* OBJECTIVE *
The lines to extract start at the one containing "If you could mark the orange" and end with the last line; give them exactly and nothing more.

[Object pointing dataset rows]
┄┄┄┄┄┄┄┄┄┄
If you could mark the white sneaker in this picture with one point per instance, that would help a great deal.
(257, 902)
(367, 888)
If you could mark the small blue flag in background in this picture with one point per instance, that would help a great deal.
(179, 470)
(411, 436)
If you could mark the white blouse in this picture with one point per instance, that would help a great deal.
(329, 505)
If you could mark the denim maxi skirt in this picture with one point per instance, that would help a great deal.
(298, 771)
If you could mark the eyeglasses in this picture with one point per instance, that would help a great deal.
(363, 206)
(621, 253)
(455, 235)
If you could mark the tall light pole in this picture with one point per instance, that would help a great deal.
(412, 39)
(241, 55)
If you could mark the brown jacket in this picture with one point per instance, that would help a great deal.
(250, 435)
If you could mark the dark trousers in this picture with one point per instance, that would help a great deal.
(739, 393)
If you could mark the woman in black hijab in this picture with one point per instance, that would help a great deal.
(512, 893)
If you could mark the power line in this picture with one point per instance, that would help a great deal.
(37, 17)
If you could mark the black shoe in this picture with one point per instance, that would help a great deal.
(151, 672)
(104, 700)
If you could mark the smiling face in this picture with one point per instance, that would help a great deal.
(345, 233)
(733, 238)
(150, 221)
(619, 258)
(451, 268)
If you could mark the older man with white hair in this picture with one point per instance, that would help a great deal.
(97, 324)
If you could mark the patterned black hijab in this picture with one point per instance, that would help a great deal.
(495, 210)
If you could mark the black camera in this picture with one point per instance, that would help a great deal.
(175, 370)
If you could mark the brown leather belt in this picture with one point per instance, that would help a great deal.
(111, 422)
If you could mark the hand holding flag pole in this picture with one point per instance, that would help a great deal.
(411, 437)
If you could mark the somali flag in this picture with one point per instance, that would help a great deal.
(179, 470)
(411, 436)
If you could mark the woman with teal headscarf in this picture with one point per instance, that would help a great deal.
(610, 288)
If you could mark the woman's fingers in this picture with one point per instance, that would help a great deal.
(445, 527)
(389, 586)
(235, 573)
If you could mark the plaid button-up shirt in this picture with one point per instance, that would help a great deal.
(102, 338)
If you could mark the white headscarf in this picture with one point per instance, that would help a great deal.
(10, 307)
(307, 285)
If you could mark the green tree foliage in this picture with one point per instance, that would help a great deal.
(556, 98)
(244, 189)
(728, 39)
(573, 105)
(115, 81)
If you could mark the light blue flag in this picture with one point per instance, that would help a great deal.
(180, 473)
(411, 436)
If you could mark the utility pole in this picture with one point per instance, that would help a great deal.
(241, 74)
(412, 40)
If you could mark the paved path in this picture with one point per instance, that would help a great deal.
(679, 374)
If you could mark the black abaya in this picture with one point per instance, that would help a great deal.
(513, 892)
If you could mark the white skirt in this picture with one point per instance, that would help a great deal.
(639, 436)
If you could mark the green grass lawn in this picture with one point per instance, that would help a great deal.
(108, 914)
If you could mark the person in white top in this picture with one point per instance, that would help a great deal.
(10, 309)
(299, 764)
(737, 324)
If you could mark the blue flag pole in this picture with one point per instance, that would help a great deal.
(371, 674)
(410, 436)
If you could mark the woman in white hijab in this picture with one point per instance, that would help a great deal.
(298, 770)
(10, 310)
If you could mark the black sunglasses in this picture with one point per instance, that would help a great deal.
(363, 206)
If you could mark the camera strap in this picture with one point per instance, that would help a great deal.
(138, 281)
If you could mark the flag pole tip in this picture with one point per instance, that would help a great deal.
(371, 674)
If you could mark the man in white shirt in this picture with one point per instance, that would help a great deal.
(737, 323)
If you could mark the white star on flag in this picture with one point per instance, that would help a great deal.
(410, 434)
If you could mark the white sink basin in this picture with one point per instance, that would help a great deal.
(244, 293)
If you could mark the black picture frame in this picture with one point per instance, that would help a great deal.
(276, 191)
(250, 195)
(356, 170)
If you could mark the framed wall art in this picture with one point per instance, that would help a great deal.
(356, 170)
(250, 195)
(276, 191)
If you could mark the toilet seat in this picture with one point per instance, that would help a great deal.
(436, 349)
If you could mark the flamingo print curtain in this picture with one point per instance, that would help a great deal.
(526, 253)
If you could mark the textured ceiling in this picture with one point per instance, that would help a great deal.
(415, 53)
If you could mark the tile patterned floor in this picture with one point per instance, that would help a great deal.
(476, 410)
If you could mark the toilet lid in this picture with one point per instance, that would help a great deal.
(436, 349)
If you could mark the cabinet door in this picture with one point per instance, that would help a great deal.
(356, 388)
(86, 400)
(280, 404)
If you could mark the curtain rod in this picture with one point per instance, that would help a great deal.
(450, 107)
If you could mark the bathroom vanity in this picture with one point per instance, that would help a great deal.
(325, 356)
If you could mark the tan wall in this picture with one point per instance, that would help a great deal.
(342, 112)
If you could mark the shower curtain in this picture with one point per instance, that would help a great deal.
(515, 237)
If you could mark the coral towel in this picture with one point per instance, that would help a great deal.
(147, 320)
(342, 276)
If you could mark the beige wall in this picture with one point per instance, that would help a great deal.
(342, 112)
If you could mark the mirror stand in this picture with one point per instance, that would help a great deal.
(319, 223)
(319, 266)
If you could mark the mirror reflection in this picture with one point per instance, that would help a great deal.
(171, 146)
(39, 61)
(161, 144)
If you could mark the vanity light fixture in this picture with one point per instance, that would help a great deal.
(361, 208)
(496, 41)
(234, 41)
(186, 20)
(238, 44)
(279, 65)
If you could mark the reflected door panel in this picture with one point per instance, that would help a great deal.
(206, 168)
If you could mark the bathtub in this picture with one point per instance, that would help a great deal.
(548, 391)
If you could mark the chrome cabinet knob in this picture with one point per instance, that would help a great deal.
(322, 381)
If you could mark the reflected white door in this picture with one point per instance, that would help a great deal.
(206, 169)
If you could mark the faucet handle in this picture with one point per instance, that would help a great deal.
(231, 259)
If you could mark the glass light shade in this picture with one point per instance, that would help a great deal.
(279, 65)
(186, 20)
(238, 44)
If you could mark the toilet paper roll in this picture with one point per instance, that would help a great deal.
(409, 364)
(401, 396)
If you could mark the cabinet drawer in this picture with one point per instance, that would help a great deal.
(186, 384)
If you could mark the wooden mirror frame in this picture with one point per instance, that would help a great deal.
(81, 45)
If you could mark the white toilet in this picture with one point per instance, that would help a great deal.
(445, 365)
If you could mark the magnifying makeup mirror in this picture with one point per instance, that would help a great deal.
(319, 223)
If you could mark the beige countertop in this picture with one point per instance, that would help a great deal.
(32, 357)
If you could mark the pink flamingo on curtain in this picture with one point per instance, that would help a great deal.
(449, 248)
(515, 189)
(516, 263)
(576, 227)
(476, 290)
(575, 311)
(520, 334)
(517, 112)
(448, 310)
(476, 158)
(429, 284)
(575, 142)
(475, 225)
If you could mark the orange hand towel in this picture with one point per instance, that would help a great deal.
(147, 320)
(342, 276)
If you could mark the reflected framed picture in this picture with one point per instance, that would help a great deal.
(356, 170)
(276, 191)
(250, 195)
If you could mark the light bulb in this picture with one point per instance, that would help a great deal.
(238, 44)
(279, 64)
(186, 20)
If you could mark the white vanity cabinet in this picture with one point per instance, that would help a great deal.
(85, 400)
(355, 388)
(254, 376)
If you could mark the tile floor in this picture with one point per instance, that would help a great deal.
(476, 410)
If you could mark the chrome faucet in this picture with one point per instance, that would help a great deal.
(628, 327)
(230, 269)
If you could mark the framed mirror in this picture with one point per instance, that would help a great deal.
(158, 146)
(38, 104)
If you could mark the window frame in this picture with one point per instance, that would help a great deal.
┄┄┄┄┄┄┄┄┄┄
* EXPECTED ANSWER *
If you could mark the orange hand towel in this picture with one point per instance, that would help a great deal.
(147, 320)
(342, 276)
If you could mark the reflected framed picture in this picture with one point per instance, that would help a great deal.
(356, 170)
(276, 191)
(250, 195)
If you could mark the light bulb in this picture with one point per instance, that would help a great deal.
(238, 44)
(279, 64)
(186, 20)
If you could mark the white vanity cabinet in this picture with one point per instance, that would help a great deal.
(85, 400)
(355, 388)
(254, 376)
If you could mark the tile floor in this picture with one point per instance, that would help a great deal.
(476, 410)
If you could mark the chrome faucet in this picture with one point per instance, that would help a great deal.
(628, 327)
(230, 269)
If you could mark the framed mirror in this picture with one point per instance, that would help a great deal.
(158, 146)
(38, 104)
If you could mark the window frame in this picture with one point per instance, that would help a great deal.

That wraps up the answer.